• **Text excerpt**:

Although the Australian Prudential Regulation Authority (APRA) and the Australian Plaintiff Lawyers Association (APLA) disagree on the amount of increase in public liability claims they both agree that there has been an increase from 1998 to 2000. The APRA states that the number of actual claims rose in that time frame from 55,000 to 88,000 and the overall claim costs rose 52.5 percent, while the APLA says that their ration figures show the increase from 1996 to 2001 was only 2.63 percent.
Limit Premises Liability Claims by having Informed Employees
By educating employees and providing the resources needed to maintain a healthy and safe work environment companies can substantially reduce the number of on-site injuries and premises liability lawsuits. Some ways to do this are:
- Educate All Employees About the Seriousness of Safety – This is not just informing employees on what to do if there is an injury or accident; include statistics and figures on the cost of injury claims and explain how these expenses cut into the company’s bottom line and inevitably their paychecks. Make sure safety training has a wide variety of possible safety hazard scenarios that could happen and for each scenario what the correct way to resolve the possible safety hazard would be.

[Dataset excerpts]
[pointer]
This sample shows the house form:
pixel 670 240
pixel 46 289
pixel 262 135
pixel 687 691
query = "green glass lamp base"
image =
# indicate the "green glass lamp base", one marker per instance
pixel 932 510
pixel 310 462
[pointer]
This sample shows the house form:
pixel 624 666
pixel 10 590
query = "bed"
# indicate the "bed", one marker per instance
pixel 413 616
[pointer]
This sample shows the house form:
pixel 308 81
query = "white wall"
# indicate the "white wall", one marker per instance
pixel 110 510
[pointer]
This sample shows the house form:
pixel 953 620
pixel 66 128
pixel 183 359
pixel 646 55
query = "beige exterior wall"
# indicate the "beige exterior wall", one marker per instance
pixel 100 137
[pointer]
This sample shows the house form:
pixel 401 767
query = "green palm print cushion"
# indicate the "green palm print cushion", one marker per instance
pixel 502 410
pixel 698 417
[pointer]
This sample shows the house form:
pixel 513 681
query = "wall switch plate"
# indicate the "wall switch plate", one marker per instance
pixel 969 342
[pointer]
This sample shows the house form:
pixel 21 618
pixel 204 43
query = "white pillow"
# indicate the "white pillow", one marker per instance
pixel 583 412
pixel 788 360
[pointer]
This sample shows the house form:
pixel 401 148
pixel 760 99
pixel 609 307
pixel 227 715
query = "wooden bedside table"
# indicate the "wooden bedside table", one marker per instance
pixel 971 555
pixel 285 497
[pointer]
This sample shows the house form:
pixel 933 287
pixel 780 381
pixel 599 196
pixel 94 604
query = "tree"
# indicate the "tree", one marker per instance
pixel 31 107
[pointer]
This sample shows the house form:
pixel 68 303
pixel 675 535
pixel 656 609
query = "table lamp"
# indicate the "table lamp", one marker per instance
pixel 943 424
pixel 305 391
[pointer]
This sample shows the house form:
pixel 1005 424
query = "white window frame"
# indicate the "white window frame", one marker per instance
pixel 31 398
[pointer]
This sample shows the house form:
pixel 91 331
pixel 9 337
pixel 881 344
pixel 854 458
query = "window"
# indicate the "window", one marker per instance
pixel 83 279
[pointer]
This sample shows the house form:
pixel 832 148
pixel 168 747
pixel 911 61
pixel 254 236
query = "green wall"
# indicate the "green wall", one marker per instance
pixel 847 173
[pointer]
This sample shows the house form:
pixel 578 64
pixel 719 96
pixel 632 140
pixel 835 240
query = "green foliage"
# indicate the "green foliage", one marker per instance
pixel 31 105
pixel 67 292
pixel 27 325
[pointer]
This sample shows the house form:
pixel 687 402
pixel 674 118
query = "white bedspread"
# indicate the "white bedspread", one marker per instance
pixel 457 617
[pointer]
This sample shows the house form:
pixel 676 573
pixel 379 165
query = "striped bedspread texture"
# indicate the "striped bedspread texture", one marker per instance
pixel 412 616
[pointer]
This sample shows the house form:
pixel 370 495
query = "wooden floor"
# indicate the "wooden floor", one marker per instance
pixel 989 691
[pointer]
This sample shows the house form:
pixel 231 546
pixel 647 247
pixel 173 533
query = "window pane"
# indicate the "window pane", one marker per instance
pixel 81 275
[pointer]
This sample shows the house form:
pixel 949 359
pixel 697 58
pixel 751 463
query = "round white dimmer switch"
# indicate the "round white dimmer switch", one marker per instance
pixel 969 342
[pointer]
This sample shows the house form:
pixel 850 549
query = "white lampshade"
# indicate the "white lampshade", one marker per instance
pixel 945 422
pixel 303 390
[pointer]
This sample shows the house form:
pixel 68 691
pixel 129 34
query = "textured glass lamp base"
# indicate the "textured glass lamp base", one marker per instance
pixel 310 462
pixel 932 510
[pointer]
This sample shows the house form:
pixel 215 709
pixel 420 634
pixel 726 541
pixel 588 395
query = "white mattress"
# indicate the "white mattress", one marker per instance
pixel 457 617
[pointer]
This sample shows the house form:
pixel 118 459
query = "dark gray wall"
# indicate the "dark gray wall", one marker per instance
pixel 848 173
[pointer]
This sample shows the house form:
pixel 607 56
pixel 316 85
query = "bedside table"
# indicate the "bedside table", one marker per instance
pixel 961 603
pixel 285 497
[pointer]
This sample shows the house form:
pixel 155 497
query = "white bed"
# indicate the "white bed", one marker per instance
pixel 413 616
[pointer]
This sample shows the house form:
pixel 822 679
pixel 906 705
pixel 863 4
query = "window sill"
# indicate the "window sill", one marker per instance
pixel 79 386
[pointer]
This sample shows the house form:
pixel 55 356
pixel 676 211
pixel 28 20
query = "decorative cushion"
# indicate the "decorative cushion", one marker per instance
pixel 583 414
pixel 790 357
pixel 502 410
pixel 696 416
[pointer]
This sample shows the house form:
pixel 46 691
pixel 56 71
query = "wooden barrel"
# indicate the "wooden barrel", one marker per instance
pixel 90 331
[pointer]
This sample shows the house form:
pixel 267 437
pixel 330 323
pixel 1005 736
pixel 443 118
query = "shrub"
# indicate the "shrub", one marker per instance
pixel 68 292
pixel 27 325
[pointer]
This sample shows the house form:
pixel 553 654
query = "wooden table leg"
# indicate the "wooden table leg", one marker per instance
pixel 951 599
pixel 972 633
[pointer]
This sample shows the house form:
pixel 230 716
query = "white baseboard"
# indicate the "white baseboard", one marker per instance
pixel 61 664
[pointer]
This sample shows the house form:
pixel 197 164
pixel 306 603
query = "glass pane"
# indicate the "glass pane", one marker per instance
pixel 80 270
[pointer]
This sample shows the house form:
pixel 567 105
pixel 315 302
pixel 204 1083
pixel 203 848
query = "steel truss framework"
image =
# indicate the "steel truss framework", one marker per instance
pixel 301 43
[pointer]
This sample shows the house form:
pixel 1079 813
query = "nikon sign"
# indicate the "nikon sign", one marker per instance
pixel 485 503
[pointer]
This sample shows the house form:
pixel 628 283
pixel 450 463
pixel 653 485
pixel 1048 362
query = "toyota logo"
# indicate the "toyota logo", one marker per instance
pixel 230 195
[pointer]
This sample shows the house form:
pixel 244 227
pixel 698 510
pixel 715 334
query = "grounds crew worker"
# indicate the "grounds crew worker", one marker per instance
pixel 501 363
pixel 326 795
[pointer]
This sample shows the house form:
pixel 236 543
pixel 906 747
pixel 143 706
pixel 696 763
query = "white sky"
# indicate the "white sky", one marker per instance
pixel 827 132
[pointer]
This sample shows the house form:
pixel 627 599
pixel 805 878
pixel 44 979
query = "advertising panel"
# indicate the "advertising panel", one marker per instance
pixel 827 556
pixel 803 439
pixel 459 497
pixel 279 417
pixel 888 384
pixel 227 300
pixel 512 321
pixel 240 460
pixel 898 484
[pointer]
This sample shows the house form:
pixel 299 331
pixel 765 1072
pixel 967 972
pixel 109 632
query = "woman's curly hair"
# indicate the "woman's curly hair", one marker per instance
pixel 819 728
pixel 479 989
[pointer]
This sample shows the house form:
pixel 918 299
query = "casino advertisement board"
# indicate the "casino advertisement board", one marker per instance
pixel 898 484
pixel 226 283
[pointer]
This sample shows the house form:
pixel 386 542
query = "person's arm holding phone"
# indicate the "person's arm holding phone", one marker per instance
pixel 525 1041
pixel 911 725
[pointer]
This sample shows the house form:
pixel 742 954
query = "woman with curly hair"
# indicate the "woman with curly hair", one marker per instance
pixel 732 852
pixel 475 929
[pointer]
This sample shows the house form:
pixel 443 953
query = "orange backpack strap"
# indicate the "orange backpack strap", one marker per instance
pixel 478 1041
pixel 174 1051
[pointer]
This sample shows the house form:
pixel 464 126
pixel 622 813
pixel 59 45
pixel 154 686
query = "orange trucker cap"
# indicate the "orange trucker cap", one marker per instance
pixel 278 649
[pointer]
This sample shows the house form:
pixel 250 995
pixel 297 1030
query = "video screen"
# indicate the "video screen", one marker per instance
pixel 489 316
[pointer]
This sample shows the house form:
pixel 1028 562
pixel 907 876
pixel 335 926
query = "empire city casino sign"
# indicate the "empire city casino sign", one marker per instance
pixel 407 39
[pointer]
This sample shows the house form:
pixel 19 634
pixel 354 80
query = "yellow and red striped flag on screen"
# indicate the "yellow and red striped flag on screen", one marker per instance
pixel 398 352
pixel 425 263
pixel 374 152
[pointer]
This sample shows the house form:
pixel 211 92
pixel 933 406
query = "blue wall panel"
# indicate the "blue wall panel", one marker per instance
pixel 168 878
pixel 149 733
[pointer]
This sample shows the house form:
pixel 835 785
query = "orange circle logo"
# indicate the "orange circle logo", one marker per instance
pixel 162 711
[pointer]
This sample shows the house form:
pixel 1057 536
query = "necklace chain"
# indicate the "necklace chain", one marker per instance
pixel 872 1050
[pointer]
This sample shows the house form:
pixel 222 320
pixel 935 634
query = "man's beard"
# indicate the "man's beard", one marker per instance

• **Task**: In the text on public liability claims, by what percentage does the APRA say overall claim costs rose? The records are separate material and are not connected to the text.

• **Reply**: 52.5 percent